(Records contained in a dataset)
*** Begin section ***
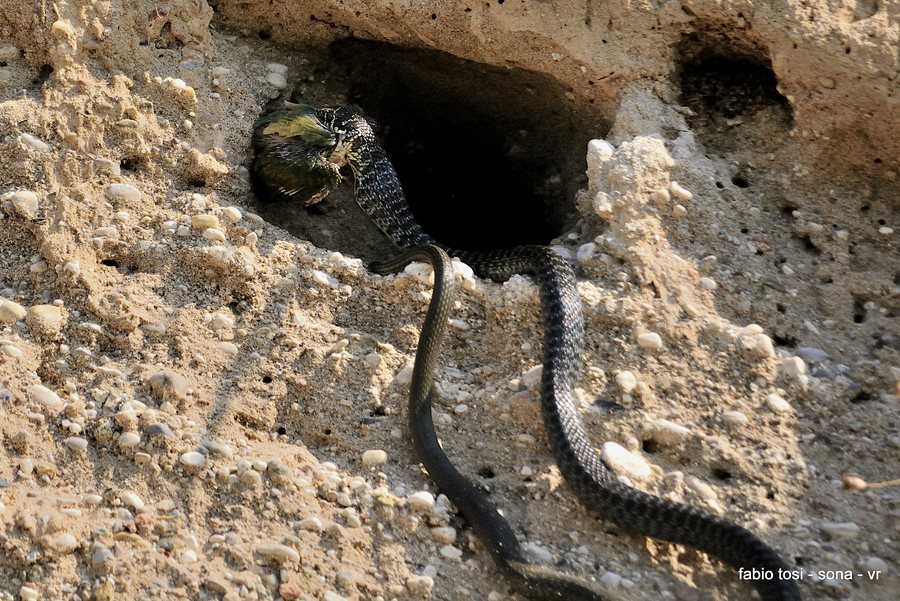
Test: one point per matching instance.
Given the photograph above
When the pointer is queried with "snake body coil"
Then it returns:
(379, 193)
*** End section ***
» WHAT YOU SHOULD DO
Each record is to be written out exactly. No picture goes in.

» ANSWER TO THE PROBLEM
Test: one point per matching instance.
Given the photograph above
When the pointer is queried with "snake body coil"
Then it returns:
(379, 193)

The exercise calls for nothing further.